Exercise task> Revise the records by replacing "blurred" with "hazy" wherever it occurs, leaving every other part unchanged, and omit the pictures from your answer.

Data entries>
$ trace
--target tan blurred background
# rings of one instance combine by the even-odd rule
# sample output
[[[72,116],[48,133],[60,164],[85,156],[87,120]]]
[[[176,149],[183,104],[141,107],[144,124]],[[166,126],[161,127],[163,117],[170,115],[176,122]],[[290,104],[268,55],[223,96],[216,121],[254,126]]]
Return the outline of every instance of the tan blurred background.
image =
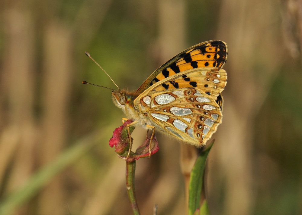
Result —
[[[108,144],[124,116],[110,90],[82,84],[115,87],[84,52],[135,90],[172,57],[213,39],[227,43],[229,55],[224,119],[206,174],[212,214],[302,214],[301,1],[0,5],[3,214],[131,214],[125,162]],[[145,135],[137,128],[134,144]],[[156,136],[159,151],[137,163],[141,214],[156,203],[159,214],[185,214],[181,144]]]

Response below>
$ trace
--target tan hazy background
# rings of one instance combine by the even-odd rule
# sample output
[[[72,116],[48,133],[60,164],[85,156],[87,120]]]
[[[176,149],[183,104],[141,107],[144,124]],[[166,126],[161,127],[163,117],[170,115],[176,122]],[[290,104],[268,55],[223,96],[216,121],[254,126]]]
Return the outline of every instance of the tan hazy background.
image =
Result —
[[[108,144],[124,116],[110,90],[82,84],[115,87],[84,52],[135,90],[172,57],[213,39],[227,43],[229,55],[224,119],[206,174],[212,214],[302,214],[301,1],[0,5],[3,214],[131,214],[125,162]],[[145,135],[137,128],[134,144]],[[156,136],[159,151],[137,163],[141,214],[156,203],[159,214],[185,214],[181,144]]]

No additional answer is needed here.